### EN QUÉ CONSISTE
Indica, según el texto sobre las malaventuranzas en Lucas, sobre qué recae el énfasis de las invectivas de Jesús.

Se observa un énfasis en la motivación para la “alegría” y el “gozo” con un matiz de júbilo y de victoria en la vida definitiva, asociando a los cristianos con los antiguos profetas del Primer Testamento que sufrieron similares persecuciones: “Alegraos ese día y saltad de gozo, que vuestra recompensa será grande en el cielo. Pues de ese modo trataron sus antepasados a los profetas” (Lc 6,26).

A continuación, mediante la adversativa “pero” (griego: plēn), a la que se agrega la interjección que indica el “lamento”: ¡ay! (griego: ouai), la situación cambia completamente. Con un estilo rítmico y con carácter de amenaza, Jesús lanza cuatro invectivas o “malaventuranzas” contra los “ricos”, contra “los que están hartos” y contra aquellos que “gozan de buena reputación” (Lc 6,24-26). Estas amenazas están diametralmente opuestas a las bienaventuranzas anteriores. Se les describe un futuro de angustia, de sufrimiento y de aflicción en razón de que son aquellos que escuchan la palabra de Dios, y teniendo una posición acomodada, no aplican la palabra escuchada. Evidentemente son seguidores de Cristo, simpatizantes de Jesús pero que no se inmutan, por causa de la indolencia, a prestar auxilio a sus hermanos necesitados. Hay que subrayar que no se trata de una condena a los “ricos” por ser ricos sino de una advertencia, una fuerte llamada de atención a superar la despreocupación y la inacción que tienda a restablecer la situación de quienes están en las márgenes. El énfasis de las invectivas de Jesús recae sobre el carácter efímero de los privilegios.

### REGISTROS EXTRAÍDOS

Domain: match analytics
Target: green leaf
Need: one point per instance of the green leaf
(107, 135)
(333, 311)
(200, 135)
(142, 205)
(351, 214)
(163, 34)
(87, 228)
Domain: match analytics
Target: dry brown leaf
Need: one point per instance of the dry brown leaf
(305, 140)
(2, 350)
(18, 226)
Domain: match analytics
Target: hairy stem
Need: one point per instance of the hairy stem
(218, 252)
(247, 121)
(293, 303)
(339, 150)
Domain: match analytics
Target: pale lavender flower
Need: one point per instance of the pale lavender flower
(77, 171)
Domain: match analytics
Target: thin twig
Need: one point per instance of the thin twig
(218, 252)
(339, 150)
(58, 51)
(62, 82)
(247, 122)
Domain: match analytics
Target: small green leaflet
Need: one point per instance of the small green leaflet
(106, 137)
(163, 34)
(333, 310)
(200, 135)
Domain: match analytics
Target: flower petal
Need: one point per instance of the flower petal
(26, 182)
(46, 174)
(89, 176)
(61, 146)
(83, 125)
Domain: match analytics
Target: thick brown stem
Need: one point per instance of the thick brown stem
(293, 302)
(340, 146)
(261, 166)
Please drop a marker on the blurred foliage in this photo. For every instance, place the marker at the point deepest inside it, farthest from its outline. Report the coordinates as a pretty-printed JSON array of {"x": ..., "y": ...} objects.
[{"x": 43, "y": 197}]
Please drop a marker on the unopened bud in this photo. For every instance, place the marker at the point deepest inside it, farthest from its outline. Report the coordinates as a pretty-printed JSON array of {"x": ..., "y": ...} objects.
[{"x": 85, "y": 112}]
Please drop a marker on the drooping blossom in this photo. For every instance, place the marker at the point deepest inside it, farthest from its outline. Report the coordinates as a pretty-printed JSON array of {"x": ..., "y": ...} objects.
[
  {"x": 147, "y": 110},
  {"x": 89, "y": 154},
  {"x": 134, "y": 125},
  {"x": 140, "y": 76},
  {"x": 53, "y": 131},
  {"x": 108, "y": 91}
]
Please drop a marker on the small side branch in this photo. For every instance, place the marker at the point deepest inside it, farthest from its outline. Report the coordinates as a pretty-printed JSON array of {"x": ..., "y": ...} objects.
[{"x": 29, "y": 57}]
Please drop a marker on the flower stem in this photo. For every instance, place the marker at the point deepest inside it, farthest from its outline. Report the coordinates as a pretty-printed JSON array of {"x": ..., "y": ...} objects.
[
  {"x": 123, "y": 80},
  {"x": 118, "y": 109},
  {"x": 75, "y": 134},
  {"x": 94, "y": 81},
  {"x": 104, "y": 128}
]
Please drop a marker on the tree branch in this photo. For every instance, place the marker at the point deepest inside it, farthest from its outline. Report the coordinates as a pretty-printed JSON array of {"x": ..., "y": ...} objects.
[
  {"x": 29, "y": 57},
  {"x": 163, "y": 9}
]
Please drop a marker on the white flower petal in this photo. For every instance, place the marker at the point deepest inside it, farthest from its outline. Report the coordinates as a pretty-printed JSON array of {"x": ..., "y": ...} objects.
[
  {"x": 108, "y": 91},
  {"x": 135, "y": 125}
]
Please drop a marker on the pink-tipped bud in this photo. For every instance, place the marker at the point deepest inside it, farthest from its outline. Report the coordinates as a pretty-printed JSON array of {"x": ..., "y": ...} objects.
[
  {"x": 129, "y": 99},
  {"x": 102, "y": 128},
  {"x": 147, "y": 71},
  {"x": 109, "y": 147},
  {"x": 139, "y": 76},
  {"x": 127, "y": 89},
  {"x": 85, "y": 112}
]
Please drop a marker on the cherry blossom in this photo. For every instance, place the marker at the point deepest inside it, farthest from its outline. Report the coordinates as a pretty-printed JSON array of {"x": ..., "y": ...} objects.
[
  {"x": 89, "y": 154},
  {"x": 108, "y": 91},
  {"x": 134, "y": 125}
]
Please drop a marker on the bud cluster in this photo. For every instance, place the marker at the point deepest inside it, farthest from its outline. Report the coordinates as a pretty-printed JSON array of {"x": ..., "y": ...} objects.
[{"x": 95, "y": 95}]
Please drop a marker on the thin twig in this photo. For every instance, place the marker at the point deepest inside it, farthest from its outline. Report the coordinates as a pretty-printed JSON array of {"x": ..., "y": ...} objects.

### SOLUCIÓN DEL PROBLEMA
Recae sobre el carácter efímero de los privilegios.